### Required work
Every record, down to the last line, must be given again exactly.

### Data section
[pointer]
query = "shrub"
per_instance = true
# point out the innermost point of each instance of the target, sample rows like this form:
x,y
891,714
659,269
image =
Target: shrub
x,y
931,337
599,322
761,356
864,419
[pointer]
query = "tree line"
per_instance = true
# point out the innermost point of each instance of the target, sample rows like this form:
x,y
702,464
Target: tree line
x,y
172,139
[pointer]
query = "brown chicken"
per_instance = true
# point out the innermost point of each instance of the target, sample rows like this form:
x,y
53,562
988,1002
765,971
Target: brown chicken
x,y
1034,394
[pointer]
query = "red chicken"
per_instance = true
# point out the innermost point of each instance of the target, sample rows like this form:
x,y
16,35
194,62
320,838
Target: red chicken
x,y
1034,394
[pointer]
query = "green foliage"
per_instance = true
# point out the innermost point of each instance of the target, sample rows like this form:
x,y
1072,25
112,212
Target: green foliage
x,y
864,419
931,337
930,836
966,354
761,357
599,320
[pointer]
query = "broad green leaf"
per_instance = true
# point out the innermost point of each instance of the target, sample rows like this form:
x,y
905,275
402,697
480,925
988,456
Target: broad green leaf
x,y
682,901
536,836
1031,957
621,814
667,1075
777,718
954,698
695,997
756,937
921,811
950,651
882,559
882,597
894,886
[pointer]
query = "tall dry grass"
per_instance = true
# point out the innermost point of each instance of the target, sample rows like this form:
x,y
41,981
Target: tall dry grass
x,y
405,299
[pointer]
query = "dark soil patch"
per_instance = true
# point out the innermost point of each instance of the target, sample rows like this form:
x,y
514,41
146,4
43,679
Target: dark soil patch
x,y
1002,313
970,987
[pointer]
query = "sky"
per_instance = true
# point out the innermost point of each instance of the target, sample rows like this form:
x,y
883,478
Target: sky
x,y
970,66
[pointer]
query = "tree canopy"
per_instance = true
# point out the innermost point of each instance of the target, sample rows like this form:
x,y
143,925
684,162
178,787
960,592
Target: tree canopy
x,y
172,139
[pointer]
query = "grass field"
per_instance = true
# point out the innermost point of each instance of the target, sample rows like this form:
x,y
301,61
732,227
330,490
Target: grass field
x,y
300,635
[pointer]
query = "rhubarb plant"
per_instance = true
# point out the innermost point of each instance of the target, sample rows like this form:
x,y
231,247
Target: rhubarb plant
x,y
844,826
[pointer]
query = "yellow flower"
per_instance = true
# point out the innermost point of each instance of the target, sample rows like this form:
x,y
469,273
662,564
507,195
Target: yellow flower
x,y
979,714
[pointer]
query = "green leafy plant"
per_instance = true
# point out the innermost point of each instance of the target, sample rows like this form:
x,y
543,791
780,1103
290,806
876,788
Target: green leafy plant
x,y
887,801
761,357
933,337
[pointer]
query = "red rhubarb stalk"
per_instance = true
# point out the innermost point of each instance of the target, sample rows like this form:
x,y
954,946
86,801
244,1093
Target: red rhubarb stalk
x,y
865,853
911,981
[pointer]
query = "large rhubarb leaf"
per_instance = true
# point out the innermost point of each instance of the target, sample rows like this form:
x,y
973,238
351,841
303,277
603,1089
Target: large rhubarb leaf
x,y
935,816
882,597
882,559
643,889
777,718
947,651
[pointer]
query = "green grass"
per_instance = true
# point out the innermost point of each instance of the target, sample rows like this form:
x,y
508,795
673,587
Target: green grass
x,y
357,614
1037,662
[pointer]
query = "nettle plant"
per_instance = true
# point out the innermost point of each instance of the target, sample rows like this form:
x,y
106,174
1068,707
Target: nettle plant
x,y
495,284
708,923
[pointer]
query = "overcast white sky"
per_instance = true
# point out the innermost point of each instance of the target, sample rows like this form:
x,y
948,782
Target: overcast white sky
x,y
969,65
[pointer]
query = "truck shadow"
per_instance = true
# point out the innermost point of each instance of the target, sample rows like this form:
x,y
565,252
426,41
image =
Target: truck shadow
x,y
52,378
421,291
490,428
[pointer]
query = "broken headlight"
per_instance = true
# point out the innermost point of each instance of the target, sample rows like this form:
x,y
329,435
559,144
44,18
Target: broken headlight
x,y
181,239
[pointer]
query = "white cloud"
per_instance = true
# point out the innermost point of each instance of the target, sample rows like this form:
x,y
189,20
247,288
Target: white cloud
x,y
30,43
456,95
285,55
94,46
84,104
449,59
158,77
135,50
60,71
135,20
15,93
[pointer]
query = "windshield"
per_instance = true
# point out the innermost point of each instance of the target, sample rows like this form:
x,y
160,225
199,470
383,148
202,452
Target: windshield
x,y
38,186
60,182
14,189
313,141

### Output of the task
[pointer]
query = "shrub"
per_instance = true
# point out the innermost point of each instance of the target, sample rows like this form:
x,y
891,714
659,269
image =
Target: shrub
x,y
931,337
599,322
761,356
864,419
[pointer]
query = "tree line"
per_instance = true
# point out the innermost point of each instance of the target, sample rows like this form:
x,y
702,464
Target: tree line
x,y
172,139
[pointer]
query = "brown chicken"
per_instance = true
# point out the innermost point of each instance of the target, sample rows like this form:
x,y
53,562
988,1002
765,971
Target: brown chicken
x,y
1034,394
[pointer]
query = "red chicken"
per_instance = true
# point out the innermost point of each instance of the target, sample rows like this form:
x,y
16,35
194,62
320,838
Target: red chicken
x,y
1034,394
[pointer]
query = "green foliage"
per_instance = true
# point out the innermost point of each instance of the target, sample rows like this form:
x,y
1072,25
112,212
Target: green foliage
x,y
864,419
931,337
930,836
966,354
761,357
599,320
[pointer]
query = "broad green leaf"
per_instance = true
# point out the innermost point of each instance of the target, sample rows like this form:
x,y
905,275
402,697
480,925
988,456
Target: broad green leaf
x,y
682,901
536,836
1031,957
621,814
667,1075
777,718
954,698
695,997
756,937
921,811
950,651
882,559
882,597
894,886
[pointer]
query = "tall dry grass"
per_instance = true
# point out the innermost point of each instance of the target, sample rows like this form:
x,y
41,981
Target: tall dry grass
x,y
405,299
[pointer]
query = "dark soil patch"
per_instance = true
# point out the innermost point of each instance of the target, sample rows like this form:
x,y
514,41
146,4
43,679
Target: dark soil patch
x,y
1002,313
970,987
[pointer]
query = "sky"
per_instance = true
# point out the innermost point of each instance of the target, sample rows like this form:
x,y
883,478
Target: sky
x,y
970,66
[pointer]
query = "tree canopy"
per_instance = true
# point out the innermost point of each instance of the target, sample rows like this form:
x,y
143,925
684,162
178,787
960,592
Target: tree canopy
x,y
172,139
[pointer]
query = "grass field"
per_instance = true
# point out the innermost point of each instance of the target, sample rows like this form:
x,y
301,61
732,227
330,490
Target: grass field
x,y
300,635
[pointer]
query = "rhubarb plant"
per_instance = true
# point out the innermost point of each instance of the target, sample rows like this form:
x,y
231,247
Target: rhubarb plant
x,y
844,826
[pointer]
query = "yellow flower"
per_instance = true
# point out the innermost point of each instance of the target, sample rows like this form:
x,y
469,273
662,564
507,195
Target: yellow flower
x,y
979,714
[pointer]
query = "green leafy plant"
per_instance = true
# point out the innermost point of each instance of the target, sample rows like this form:
x,y
543,791
780,1103
290,806
876,788
Target: green leafy plant
x,y
887,801
761,357
933,337
[pointer]
query = "red rhubarb stalk"
per_instance = true
# point out the innermost point of each instance of the target, sample rows like this form:
x,y
954,946
86,801
244,1093
Target: red rhubarb stalk
x,y
865,853
911,981
[pointer]
query = "large rhubarb leaf"
per_instance = true
# point out the innermost point of each instance of the target, sample rows like this form:
x,y
973,238
351,841
303,277
603,1089
Target: large rhubarb leaf
x,y
935,816
882,597
882,559
643,889
777,718
947,651
[pointer]
query = "green grass"
per_instance = true
# point out the innermost point of each instance of the target, sample rows like this form:
x,y
508,795
673,587
Target: green grass
x,y
357,614
1037,662
[pointer]
query = "nettle plant"
per_instance = true
# point out the innermost point of each instance of the target, sample rows like this form:
x,y
106,174
1068,707
Target: nettle plant
x,y
495,284
708,923
[pointer]
query = "overcast white sky"
per_instance = true
# point out the innermost point of each instance of the target, sample rows like this form:
x,y
948,782
Target: overcast white sky
x,y
969,65
[pointer]
query = "truck shadow"
per_instance = true
# point out the innermost point of each instance of the target, sample rows like this form:
x,y
565,252
426,41
image =
Target: truck shadow
x,y
52,378
421,291
490,428
[pointer]
query = "broken headlight"
per_instance = true
# point out the innermost point of each instance of the target, sample rows like this form:
x,y
329,435
559,144
44,18
Target: broken headlight
x,y
181,239
[pointer]
query = "white cloud"
per_instance = true
# point out the innermost point of each instance of the target, sample rows like this form:
x,y
189,20
247,288
Target: white cloud
x,y
30,43
456,95
285,55
94,46
84,104
449,59
158,77
135,50
60,71
135,20
15,93
[pointer]
query = "windshield"
per_instance = true
# point out the innermost point of each instance of the target, sample rows like this form:
x,y
160,225
199,470
383,148
202,452
Target: windshield
x,y
38,186
60,182
14,189
313,141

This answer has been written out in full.